▸ Tâches à réaliser:
#1 Reproduisez le passage du texte sur l'exposition de Lenny Rébéré qui commence à « Lenny Rébéré — » et se termine à « de l’image finale. ».
#2 D'après le texte sur l'exposition de Lenny Rébéré, à quelles dates l'exposition « Ici & là » s'est-elle tenue ?
#3 Prolongez le texte sur l'exposition de Lenny Rébéré en reprenant après sa dernière phrase.

====== Extrait du document

Lenny Rébéré — Ici & là

Exposition

Dessin

Lenny Rébéré
Ici & là

Passé : 3 septembre → 15 octobre 2016

Depuis plusieurs années Lenny Rébéré développe sa technique à partir de récoltes d’images sur internet, d’instantanés de films et de clichés personnels. Des images qu’il reproduit en ne conservant que les contours et qu’il superpose les unes aux autres tout en ne dérogeant pas au travail “d’empilement” des traits et des valeurs au crayon et fusain. Il mène ainsi ses dessins au seuil de l’obscurité avant de laisser percer des stries de lumière en jouant avec l’équilibre des blancs et des noirs. Ces empilements de représentations, parfois décalées, parfois recadrées (gros plan, détails) créent des rencontres fortuites entre les personnages qui les habitent et révèlent les profondeurs de champ de l’image finale.

En opérant par écart avec le réel — qu’il s’agisse de son travail sur papier, sur toile ou sur verre (verre gravé et huilé) — Lenny Rébéré met en scène des situations à venir. Là, un décor vide qui trouble par son dénuement ; ici, la possibilité d’une rencontre qui n’aura peut-être pas lieu. Dans ses scénographies l’artiste alterne entre la mise en scène de foules, l’agglutinement de corps jusqu’à l’étouffement de la toile par la chair et celle du vertige de l’absence. Chacun de ses dessins dégage une sensation d’inachèvement propre à la disparition, interrogeant la part à chaque instant vacillante de nos existences.

============
====== Informations fournies

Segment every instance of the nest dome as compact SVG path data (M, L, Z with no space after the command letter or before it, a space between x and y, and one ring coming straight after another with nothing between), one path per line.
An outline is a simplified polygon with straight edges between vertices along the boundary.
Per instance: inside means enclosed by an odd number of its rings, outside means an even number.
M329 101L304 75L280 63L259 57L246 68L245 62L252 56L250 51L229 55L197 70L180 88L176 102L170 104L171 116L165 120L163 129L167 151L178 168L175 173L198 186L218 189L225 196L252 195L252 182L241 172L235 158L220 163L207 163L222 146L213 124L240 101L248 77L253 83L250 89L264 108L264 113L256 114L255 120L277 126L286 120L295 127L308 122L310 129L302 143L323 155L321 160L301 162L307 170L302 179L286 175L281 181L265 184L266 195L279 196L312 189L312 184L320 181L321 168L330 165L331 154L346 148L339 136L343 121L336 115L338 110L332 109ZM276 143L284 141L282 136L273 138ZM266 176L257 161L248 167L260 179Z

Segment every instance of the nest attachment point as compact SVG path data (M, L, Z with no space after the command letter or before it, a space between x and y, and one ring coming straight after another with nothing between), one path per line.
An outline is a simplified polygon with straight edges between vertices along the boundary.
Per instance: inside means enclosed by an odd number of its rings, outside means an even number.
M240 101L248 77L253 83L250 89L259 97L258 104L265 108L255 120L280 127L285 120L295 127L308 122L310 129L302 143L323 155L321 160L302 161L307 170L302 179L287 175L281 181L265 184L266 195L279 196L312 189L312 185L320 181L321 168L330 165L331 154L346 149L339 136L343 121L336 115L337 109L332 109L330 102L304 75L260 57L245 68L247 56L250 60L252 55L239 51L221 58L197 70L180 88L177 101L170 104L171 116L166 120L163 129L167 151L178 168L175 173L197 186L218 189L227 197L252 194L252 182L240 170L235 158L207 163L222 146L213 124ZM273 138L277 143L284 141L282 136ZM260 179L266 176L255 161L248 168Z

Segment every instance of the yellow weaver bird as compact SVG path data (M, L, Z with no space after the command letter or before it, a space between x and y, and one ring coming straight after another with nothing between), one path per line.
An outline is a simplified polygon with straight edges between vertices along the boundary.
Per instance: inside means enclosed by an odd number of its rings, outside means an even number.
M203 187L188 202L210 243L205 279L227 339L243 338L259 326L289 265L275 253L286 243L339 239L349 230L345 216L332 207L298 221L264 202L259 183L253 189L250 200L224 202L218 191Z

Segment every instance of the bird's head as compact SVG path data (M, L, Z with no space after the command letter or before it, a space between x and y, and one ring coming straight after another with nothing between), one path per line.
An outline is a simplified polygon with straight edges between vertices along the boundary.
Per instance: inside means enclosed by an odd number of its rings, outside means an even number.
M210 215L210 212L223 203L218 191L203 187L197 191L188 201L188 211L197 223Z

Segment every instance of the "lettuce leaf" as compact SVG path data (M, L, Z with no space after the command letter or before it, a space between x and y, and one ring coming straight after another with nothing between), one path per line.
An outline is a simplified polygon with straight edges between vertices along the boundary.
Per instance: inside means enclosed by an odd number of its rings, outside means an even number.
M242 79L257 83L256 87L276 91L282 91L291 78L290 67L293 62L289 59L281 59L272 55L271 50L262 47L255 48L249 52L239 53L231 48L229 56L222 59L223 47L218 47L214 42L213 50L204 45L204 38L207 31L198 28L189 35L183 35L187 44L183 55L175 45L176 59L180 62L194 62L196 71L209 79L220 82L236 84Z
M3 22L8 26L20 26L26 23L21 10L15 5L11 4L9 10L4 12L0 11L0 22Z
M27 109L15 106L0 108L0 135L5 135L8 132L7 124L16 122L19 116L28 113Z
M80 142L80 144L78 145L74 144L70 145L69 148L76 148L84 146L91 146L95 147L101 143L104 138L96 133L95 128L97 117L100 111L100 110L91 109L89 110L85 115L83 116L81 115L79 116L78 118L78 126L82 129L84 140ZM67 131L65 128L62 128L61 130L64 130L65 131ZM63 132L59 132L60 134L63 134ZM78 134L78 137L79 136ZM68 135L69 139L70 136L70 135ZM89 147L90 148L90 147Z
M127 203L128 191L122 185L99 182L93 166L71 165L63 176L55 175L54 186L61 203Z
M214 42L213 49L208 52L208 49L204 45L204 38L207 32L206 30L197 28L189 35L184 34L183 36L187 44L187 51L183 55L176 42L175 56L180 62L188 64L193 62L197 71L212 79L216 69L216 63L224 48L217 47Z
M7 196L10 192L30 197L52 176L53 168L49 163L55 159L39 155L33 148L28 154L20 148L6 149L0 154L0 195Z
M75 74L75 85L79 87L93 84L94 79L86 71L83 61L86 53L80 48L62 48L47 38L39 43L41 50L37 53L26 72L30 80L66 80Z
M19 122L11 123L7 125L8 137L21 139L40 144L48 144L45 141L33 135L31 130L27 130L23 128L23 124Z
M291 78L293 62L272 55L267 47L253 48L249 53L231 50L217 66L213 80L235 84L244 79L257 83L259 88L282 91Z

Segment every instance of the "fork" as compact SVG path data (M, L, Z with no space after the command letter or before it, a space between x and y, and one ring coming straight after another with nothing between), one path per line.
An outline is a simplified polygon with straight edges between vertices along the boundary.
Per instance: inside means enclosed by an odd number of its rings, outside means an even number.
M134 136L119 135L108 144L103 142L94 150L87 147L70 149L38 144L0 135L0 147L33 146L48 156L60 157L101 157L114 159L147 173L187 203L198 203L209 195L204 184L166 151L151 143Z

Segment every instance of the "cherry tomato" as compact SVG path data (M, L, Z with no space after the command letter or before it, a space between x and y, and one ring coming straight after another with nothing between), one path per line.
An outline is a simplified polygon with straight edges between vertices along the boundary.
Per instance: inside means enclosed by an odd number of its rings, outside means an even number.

============

▸ En réponse:
#1
Lenny Rébéré — Ici & là

Exposition

Dessin

Lenny Rébéré
Ici & là

Passé : 3 septembre → 15 octobre 2016

Depuis plusieurs années Lenny Rébéré développe sa technique à partir de récoltes d’images sur internet, d’instantanés de films et de clichés personnels. Des images qu’il reproduit en ne conservant que les contours et qu’il superpose les unes aux autres tout en ne dérogeant pas au travail “d’empilement” des traits et des valeurs au crayon et fusain. Il mène ainsi ses dessins au seuil de l’obscurité avant de laisser percer des stries de lumière en jouant avec l’équilibre des blancs et des noirs. Ces empilements de représentations, parfois décalées, parfois recadrées (gros plan, détails) créent des rencontres fortuites entre les personnages qui les habitent et révèlent les profondeurs de champ de l’image finale.

#2 Du 3 septembre au 15 octobre 2016.

#3
Ces sensations de trouble et d’étrangeté sont des invitations à voir entre et par-delà les images en prenant le temps, celui du décryptage propre au rébus : entrer dans le dessin pour voir et faire œuvrer son imaginaire, relever les énigmes et les détails ; mener son enquête, acclimater son œil. Les flux visuels de publicités, de selfies, de photographies plates1 et lisses qui rendent nos vies aveugles deviennent ici des matériaux au service d’une œuvre qui incite alors à inventer des histoires.

En poète de l’image, Lenny Rébéré grave un monde d’apparitions empreint de néoromantisme et de noirceur. Son trait enjoint à ajuster notre œil au “zéro du voir et du sentir”2 afin qu’il se saisisse avec clairvoyance de ce que lui offrent ces toiles. L’artiste nous convie ainsi à expérimenter notre capacité à inventer ce que l’on voit, le temps d’une contemplation.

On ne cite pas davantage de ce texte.